--- WRITTEN PROBLEM ---
Convert the lines below into a Markdown table with two columns, n for the line number and Line for the line itself, leaving out any blank lines. Begin at the line that contains "the sky — bbox it" and stop after the line that contains "133,310 -> 150,320".
** Begin DATASET EXTRACT **
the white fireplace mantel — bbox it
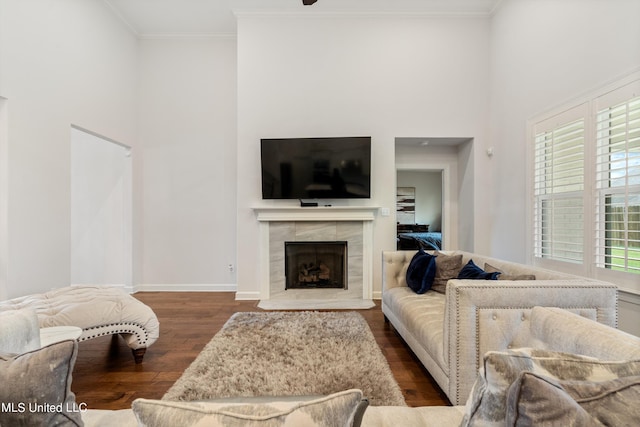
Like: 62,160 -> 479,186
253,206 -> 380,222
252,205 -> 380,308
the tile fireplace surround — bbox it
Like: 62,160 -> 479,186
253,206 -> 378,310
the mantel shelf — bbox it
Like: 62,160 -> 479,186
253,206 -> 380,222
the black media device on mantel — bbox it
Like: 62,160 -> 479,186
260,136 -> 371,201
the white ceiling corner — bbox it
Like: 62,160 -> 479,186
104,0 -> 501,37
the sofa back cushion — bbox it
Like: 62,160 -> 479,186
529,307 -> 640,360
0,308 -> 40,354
** End DATASET EXTRACT **
** Begin DATASET EXTRACT **
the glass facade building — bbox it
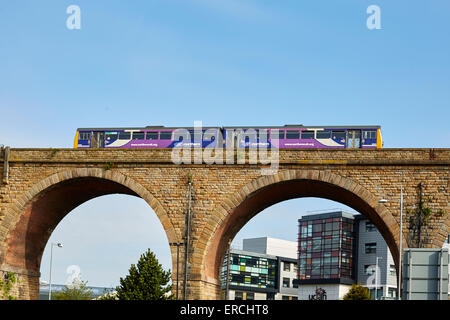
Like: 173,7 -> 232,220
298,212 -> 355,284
** End DATASET EXTRACT **
** Begin DATASET EXTRACT **
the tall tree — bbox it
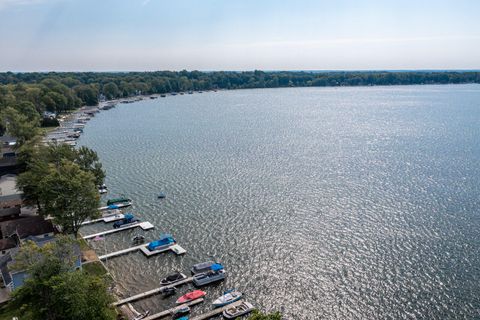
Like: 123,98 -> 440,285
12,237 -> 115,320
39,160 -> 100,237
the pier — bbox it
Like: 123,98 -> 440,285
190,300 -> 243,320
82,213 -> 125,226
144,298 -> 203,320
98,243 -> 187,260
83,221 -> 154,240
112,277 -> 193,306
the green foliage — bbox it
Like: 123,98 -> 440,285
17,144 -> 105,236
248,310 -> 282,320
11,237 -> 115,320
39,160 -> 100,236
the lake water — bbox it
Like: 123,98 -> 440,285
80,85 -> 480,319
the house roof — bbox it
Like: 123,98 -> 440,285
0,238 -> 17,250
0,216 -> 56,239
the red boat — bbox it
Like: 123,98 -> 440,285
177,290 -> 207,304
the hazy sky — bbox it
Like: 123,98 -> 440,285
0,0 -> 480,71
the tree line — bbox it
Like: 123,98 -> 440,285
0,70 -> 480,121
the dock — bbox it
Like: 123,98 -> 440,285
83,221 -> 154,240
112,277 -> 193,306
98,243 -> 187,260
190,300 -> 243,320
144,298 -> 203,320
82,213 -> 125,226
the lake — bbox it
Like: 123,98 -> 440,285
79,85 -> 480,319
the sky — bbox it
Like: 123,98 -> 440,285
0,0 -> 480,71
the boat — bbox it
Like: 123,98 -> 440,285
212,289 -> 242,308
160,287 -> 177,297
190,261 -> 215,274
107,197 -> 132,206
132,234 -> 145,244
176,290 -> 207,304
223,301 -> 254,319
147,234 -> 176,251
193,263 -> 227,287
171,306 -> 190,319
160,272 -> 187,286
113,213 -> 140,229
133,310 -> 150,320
** End DATASET EXTRACT **
--- ANSWER FOR THIS EXERCISE ---
| n | Line |
|---|---|
| 1 | the sky — bbox it |
| 2 | Like: 123,98 -> 440,285 |
| 3 | 0,0 -> 480,71 |
| 4 | the boat — bbox it |
| 5 | Like: 123,98 -> 440,285 |
| 6 | 212,289 -> 242,308 |
| 7 | 160,287 -> 177,297 |
| 8 | 190,261 -> 215,274 |
| 9 | 107,197 -> 132,206 |
| 10 | 132,234 -> 145,244 |
| 11 | 176,290 -> 207,304 |
| 12 | 223,301 -> 254,319 |
| 13 | 147,234 -> 176,251 |
| 14 | 193,263 -> 227,287 |
| 15 | 171,306 -> 190,319 |
| 16 | 160,272 -> 187,286 |
| 17 | 113,213 -> 140,229 |
| 18 | 133,310 -> 150,320 |